→ Exercise description
Copy out exactly each line from the line with "Detect lapel pin" through the last line of the material below.

→ Extracted records
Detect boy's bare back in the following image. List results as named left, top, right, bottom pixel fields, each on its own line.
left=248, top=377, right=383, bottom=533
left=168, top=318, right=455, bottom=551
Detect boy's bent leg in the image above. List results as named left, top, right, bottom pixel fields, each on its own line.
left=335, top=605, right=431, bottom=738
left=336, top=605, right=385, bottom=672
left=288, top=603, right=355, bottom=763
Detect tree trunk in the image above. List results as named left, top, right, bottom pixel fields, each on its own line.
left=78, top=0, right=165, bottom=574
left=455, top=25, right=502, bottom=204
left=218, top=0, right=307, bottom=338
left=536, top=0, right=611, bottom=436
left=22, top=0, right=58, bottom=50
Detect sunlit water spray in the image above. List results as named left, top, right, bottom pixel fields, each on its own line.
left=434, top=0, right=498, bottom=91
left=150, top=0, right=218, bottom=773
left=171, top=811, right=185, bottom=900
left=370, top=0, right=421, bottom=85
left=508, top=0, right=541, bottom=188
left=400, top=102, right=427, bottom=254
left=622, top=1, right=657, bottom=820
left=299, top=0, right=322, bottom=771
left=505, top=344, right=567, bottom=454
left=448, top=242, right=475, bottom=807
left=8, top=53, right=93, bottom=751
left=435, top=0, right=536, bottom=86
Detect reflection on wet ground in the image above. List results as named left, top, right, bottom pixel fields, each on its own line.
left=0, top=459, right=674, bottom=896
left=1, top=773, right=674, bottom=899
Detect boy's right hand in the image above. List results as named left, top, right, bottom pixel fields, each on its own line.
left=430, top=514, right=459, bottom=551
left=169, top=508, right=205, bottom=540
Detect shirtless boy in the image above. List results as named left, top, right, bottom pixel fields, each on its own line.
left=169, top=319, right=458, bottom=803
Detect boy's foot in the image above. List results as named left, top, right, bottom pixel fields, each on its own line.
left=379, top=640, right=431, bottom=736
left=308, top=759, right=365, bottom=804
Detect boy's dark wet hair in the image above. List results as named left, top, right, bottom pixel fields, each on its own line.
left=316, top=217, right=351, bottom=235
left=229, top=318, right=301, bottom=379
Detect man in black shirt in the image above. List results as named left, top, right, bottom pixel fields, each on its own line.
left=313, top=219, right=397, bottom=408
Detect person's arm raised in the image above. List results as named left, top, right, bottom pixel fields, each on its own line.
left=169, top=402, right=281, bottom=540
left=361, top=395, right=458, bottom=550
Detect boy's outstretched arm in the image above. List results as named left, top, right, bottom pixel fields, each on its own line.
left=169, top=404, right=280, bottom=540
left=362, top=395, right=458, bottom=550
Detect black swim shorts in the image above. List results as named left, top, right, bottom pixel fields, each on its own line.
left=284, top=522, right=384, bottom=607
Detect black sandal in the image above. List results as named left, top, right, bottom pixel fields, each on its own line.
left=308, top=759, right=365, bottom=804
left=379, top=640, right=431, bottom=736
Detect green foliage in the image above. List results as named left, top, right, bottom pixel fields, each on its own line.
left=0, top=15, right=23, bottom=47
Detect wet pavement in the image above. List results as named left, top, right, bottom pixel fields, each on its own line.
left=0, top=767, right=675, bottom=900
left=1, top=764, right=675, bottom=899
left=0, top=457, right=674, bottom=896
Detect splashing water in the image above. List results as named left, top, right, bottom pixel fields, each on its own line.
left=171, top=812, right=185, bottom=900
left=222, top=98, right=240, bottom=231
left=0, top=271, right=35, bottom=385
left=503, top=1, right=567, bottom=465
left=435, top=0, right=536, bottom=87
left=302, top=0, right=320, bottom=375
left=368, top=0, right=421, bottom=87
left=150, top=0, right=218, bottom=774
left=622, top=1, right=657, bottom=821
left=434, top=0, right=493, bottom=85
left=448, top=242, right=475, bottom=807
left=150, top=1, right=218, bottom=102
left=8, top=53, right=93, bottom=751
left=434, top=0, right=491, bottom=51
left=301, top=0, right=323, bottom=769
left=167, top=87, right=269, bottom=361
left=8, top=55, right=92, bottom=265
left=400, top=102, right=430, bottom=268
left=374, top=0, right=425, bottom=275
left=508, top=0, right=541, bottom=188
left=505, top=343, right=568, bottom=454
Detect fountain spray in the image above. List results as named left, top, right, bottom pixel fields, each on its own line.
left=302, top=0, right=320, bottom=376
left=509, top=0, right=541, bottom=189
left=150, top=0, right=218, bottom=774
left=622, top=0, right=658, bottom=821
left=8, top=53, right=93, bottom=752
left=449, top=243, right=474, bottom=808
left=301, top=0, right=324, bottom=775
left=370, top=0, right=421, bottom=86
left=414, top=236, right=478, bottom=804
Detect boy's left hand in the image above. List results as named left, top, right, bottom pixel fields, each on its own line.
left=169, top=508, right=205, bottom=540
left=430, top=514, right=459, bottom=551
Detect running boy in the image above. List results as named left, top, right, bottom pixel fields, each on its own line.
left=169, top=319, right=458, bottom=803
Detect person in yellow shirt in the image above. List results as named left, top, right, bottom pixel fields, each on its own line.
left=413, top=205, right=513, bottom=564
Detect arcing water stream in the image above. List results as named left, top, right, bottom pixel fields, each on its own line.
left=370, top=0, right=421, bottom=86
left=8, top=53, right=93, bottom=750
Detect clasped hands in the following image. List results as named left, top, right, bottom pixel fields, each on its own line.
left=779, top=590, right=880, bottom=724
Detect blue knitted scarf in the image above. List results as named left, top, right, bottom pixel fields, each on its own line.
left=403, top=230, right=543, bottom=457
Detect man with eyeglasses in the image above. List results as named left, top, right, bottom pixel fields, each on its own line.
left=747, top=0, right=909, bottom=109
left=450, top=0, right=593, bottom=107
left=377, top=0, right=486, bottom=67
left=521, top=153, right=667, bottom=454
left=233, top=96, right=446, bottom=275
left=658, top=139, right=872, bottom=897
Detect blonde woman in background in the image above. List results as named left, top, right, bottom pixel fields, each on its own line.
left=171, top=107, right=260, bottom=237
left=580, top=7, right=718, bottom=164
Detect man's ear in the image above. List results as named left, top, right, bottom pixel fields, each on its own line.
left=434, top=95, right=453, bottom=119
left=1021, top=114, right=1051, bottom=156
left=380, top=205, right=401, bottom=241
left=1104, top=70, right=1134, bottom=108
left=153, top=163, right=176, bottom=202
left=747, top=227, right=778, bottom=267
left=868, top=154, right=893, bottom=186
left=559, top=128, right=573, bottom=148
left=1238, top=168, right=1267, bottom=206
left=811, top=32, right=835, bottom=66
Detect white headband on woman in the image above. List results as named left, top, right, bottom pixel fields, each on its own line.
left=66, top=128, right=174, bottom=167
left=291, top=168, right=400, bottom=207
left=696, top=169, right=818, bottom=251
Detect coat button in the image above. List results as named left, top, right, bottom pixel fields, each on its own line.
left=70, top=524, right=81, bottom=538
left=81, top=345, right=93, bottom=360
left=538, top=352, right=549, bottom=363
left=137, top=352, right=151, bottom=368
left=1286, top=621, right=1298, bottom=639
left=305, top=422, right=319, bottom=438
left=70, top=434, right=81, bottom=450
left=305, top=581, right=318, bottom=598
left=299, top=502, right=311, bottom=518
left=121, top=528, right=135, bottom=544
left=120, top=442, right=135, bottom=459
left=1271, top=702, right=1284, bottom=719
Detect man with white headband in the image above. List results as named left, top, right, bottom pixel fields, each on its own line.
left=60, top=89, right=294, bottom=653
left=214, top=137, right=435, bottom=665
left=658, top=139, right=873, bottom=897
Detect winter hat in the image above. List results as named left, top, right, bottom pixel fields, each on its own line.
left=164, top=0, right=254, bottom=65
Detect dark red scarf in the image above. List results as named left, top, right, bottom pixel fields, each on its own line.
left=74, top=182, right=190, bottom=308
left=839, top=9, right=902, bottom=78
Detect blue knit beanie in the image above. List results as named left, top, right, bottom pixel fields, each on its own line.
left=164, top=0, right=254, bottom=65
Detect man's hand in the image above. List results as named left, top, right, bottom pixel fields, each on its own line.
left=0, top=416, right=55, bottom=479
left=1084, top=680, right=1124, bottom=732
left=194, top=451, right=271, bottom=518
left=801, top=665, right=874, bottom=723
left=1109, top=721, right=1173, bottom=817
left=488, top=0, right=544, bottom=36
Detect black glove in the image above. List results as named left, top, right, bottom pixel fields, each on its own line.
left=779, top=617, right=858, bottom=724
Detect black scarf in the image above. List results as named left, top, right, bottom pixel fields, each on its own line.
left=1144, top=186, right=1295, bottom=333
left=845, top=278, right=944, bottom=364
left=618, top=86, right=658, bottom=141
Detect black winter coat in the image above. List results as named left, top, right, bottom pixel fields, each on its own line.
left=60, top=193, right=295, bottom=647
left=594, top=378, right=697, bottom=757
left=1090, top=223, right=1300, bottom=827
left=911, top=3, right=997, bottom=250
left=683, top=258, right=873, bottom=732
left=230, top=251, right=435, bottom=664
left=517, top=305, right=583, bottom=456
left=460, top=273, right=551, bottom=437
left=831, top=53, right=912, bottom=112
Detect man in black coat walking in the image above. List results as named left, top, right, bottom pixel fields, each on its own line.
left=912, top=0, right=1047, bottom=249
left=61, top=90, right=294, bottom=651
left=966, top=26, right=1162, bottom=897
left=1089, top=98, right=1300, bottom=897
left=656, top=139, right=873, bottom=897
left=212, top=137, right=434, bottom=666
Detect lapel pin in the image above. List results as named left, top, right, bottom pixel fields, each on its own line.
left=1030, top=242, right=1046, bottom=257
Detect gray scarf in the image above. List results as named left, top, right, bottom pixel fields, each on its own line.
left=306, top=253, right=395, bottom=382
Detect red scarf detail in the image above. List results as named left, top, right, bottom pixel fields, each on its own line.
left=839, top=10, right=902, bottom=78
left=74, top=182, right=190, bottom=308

→ Answer area
Detect lapel pin in the image above. List results as named left, top, right, bottom pixel fields, each on its own line.
left=1030, top=242, right=1046, bottom=257
Detect gray scarf in the image above. List results as named left, top, right, bottom pixel fields, each on its own line.
left=306, top=253, right=395, bottom=382
Detect red scarf detail in the image above. List results as named left, top, right, bottom pixel fields, each on its own line.
left=839, top=10, right=902, bottom=78
left=74, top=182, right=190, bottom=308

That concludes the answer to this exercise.